### INSTRUCTION 1
Count how many lines of the records contain the string "blue", treating case as significant, and give only that number.

Over zealous stewarding was a problem too. It made it difficult to leave once you were in and even worse to get back in. We once waited almost 20 minutes to get back in. This meant that it was difficult to hear bands of interest to us in the lower grades through the day and we missed Grade 1 performances while in the queue.

It is nice to have a ‘refreshment’ as you listen to the bands. This is forbidden in the stands where you aren’t actually that close to the competition circle.

Packed ‘hill’, half empty stand

£13 to get through the main gate and then £30 for the main arena?? Although luckily not a major consideration for us, this is far too expensive. So this year we stood ‘on the bank’ or maybe, as with Wimbledon, it should now be called Parkes’s Hill?

Result? We actually heard the bands better. The listeners were largely band members, and interested in the performances, so it was quiet. We were able to easily go to listen to bands in the lower grades too, and catch a bit of the Grade 1 tuning area and meet more friends from bygone years.

If anyone was talking (hardly ever) you could simply move away – and we were able to enjoy a ‘refreshment’ as well. In summary, it was a far more enjoyable day and we shall not be returning to the stands.

### INSTRUCTION 2
Retype the excerpt above about watching the bands from the stands and the hill, word for word and in its entirety.

### DATA ENTRIES

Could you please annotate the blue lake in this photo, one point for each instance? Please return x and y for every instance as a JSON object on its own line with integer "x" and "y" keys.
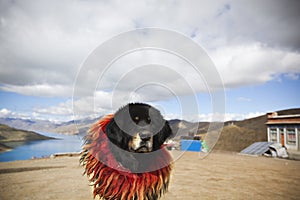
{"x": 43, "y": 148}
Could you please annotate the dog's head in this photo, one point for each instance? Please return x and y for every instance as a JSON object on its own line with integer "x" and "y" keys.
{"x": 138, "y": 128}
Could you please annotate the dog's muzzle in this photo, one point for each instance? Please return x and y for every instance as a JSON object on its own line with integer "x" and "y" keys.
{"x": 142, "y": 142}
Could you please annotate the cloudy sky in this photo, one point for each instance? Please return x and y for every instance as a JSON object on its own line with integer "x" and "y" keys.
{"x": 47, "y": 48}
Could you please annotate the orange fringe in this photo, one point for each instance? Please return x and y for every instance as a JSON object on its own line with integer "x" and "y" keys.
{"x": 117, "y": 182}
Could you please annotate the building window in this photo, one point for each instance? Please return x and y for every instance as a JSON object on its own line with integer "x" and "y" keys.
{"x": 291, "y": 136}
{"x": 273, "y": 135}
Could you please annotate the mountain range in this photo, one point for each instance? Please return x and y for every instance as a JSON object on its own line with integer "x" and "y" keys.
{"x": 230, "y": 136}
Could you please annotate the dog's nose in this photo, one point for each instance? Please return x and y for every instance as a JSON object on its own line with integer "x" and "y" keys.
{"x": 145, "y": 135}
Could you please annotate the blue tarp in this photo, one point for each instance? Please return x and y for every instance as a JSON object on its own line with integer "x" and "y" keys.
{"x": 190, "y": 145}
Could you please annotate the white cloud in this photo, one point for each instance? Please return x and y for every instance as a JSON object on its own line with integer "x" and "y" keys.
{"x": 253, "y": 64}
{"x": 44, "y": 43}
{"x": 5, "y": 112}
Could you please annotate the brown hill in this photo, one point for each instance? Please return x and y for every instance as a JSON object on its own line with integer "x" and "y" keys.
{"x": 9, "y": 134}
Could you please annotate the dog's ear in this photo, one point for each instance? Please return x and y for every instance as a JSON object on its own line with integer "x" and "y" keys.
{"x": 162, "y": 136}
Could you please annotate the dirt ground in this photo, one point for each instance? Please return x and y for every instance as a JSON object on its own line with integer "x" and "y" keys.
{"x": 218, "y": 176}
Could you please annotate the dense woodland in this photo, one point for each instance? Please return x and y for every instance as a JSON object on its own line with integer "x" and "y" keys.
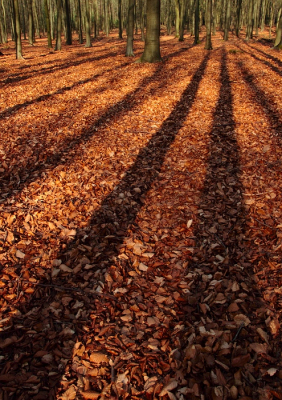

### FULL OUTPUT 1
2

### FULL OUTPUT 2
Over zealous stewarding was a problem too. It made it difficult to leave once you were in and even worse to get back in. We once waited almost 20 minutes to get back in. This meant that it was difficult to hear bands of interest to us in the lower grades through the day and we missed Grade 1 performances while in the queue.

It is nice to have a ‘refreshment’ as you listen to the bands. This is forbidden in the stands where you aren’t actually that close to the competition circle.

Packed ‘hill’, half empty stand

£13 to get through the main gate and then £30 for the main arena?? Although luckily not a major consideration for us, this is far too expensive. So this year we stood ‘on the bank’ or maybe, as with Wimbledon, it should now be called Parkes’s Hill?

Result? We actually heard the bands better. The listeners were largely band members, and interested in the performances, so it was quiet. We were able to easily go to listen to bands in the lower grades too, and catch a bit of the Grade 1 tuning area and meet more friends from bygone years.

If anyone was talking (hardly ever) you could simply move away – and we were able to enjoy a ‘refreshment’ as well. In summary, it was a far more enjoyable day and we shall not be returning to the stands.